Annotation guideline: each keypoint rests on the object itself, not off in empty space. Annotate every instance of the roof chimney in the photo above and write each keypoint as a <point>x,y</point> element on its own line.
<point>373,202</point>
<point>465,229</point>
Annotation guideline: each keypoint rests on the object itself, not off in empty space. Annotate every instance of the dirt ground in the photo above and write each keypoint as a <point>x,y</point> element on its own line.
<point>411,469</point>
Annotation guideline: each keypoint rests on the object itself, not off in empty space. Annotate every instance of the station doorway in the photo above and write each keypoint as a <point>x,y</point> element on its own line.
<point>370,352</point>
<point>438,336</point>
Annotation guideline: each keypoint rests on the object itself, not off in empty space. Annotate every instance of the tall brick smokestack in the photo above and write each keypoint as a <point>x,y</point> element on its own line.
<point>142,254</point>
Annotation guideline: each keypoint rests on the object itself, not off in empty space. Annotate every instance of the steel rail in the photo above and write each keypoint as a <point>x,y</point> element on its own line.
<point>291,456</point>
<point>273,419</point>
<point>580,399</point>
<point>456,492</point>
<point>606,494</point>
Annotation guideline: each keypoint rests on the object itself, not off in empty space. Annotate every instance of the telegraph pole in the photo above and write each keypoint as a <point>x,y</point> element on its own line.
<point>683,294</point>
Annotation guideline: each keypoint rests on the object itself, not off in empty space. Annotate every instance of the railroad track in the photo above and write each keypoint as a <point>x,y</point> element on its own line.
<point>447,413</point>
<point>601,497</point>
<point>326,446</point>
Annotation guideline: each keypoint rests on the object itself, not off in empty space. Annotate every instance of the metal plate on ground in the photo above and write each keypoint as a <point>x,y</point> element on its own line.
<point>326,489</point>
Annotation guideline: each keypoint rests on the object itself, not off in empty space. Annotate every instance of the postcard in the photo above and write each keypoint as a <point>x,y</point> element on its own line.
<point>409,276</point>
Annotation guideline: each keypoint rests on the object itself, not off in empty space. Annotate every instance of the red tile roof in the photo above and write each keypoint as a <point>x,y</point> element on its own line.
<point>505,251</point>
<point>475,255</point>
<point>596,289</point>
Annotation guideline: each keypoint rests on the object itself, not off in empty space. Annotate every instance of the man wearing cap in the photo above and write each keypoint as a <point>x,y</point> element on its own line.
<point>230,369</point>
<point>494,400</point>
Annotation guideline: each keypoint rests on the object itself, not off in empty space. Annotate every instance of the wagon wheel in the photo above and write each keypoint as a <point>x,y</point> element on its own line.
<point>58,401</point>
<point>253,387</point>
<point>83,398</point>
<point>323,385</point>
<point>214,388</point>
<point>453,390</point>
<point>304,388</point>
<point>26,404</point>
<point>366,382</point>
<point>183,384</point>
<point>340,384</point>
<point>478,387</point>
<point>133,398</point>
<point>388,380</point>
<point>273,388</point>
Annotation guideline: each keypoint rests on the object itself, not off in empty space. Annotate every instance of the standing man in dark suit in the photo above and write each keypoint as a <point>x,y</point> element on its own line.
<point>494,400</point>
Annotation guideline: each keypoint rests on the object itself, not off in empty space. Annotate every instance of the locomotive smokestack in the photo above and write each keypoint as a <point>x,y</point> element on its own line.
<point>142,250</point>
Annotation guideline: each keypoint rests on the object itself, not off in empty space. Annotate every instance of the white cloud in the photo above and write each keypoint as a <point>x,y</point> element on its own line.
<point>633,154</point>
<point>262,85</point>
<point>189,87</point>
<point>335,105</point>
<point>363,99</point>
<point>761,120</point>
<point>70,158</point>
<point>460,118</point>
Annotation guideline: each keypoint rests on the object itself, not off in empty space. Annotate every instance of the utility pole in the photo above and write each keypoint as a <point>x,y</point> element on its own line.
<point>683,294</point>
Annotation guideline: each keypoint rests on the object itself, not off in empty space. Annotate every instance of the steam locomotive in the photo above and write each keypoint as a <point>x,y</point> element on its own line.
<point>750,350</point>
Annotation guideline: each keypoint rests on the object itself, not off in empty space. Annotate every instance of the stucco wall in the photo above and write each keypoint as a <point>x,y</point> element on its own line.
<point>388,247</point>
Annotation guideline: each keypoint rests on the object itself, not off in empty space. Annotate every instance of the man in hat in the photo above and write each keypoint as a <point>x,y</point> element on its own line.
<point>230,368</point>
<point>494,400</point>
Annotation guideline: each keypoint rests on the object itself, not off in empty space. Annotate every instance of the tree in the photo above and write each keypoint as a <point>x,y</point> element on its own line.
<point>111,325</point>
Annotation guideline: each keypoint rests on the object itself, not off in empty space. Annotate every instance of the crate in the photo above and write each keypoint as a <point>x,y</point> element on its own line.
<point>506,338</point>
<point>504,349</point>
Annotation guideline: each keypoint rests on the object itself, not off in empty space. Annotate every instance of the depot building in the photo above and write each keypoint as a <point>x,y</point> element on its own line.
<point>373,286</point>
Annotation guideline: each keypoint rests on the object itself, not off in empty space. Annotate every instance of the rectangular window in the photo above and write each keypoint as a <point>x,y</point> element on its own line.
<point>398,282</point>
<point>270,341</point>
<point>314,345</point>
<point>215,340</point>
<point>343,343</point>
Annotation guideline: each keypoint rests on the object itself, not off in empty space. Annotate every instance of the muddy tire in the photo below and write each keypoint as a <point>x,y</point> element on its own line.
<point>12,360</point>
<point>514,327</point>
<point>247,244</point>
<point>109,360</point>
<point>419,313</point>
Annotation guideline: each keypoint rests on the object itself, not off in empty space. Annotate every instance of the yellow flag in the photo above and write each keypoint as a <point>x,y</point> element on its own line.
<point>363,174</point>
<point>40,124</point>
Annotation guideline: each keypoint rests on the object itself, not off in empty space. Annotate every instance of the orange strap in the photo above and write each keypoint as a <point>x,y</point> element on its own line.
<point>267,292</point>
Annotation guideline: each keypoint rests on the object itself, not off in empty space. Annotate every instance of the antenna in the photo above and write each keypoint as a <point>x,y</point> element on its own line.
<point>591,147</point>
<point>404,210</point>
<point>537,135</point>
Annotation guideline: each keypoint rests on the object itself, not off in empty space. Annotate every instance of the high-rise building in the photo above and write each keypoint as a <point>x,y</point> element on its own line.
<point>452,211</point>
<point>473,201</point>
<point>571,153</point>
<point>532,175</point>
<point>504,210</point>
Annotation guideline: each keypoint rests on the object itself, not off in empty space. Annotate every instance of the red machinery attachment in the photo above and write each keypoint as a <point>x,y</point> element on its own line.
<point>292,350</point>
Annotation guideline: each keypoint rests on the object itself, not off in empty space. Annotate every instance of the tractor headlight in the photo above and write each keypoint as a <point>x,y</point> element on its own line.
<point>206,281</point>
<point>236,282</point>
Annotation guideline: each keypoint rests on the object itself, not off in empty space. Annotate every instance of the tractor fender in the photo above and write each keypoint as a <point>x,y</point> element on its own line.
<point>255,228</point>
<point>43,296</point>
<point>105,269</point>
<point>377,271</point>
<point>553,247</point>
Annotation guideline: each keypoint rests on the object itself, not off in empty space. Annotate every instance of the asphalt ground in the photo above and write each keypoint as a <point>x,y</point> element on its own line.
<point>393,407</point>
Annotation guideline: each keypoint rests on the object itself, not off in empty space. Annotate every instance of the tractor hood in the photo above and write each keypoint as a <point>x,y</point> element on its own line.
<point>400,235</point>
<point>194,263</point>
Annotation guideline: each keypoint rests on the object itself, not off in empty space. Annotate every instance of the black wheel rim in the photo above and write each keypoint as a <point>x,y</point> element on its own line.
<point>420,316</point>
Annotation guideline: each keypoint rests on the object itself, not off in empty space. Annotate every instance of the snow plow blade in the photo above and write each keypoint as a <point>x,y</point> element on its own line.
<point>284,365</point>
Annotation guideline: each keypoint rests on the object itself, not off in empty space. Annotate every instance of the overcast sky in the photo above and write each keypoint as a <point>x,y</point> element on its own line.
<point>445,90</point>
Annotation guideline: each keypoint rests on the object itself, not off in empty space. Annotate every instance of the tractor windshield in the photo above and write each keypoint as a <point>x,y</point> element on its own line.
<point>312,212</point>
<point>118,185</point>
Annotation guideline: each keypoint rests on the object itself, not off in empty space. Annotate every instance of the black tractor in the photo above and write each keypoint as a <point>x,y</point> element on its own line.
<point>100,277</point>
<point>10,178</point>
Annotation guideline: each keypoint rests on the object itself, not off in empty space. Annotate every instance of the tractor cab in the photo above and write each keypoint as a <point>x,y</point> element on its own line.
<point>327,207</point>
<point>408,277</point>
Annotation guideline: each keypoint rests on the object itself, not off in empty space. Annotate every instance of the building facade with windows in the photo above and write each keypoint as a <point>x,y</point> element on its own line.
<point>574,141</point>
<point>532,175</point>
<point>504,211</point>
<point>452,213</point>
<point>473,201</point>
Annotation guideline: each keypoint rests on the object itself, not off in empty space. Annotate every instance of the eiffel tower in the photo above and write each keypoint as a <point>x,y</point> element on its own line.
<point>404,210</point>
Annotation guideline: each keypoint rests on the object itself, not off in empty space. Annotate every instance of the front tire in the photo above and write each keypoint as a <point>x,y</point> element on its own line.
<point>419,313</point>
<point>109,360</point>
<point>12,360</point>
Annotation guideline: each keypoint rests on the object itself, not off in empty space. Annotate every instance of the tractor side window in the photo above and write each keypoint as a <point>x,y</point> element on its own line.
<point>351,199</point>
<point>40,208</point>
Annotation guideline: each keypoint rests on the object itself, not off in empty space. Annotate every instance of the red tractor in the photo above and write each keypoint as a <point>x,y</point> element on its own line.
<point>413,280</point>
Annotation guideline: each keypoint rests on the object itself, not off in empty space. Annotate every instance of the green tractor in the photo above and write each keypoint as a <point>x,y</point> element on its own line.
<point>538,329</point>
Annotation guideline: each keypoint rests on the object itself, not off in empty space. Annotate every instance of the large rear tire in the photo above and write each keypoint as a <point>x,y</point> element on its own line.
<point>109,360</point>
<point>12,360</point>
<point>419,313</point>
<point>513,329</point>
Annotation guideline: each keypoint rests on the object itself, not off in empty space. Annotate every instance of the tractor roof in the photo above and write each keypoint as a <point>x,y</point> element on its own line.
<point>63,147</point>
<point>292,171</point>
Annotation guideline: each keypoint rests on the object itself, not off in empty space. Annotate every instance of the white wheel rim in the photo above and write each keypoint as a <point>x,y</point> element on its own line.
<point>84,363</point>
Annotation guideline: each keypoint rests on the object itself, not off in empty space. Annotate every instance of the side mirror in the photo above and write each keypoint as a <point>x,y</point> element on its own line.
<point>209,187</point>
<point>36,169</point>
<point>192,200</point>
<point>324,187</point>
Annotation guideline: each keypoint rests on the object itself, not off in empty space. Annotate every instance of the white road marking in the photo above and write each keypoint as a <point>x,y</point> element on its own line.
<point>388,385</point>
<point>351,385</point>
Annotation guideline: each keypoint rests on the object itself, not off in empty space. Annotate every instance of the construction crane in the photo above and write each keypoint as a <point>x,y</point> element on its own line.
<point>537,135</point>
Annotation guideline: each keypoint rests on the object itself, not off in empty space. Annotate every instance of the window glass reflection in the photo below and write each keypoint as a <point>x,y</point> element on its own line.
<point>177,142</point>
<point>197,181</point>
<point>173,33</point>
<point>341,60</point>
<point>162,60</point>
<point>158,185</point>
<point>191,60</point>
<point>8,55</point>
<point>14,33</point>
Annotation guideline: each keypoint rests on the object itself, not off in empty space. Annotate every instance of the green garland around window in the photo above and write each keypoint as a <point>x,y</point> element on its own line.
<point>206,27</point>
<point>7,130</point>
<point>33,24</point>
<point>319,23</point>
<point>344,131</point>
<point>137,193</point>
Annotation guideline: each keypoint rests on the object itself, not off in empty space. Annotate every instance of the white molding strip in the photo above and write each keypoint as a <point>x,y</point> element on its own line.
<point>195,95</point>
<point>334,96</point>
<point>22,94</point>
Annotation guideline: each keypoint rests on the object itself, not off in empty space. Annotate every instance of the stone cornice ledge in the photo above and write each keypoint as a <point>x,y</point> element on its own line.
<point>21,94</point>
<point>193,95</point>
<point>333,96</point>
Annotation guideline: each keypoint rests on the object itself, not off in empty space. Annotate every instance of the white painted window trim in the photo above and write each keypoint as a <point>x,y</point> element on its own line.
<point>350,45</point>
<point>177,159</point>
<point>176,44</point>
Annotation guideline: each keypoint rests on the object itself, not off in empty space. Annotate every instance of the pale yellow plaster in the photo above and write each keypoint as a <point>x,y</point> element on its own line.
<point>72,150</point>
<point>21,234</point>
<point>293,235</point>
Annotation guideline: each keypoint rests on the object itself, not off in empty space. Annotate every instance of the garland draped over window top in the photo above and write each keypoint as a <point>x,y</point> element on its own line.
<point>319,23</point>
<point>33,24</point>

────────────────────

> **Short exercise**
Reproduce the lines from the one containing "the black wheel" through the one containing "<point>284,365</point>", inclusive, keeping each request line as is and shifting every x and y coordinate in the point answers up by 113.

> **Completed exercise**
Annotation guideline: each keypoint rests on the object itself, not off in empty space. Annotate every instance of the black wheel rim in the photo above and write each keypoint as a <point>x,y</point> element on its own line.
<point>533,429</point>
Annotation guideline: each keypoint rests on the object itself, not off in empty space. Annotate every instance of the snow plow blade in the photo above and write each keypoint as a <point>x,y</point> element on its own line.
<point>397,478</point>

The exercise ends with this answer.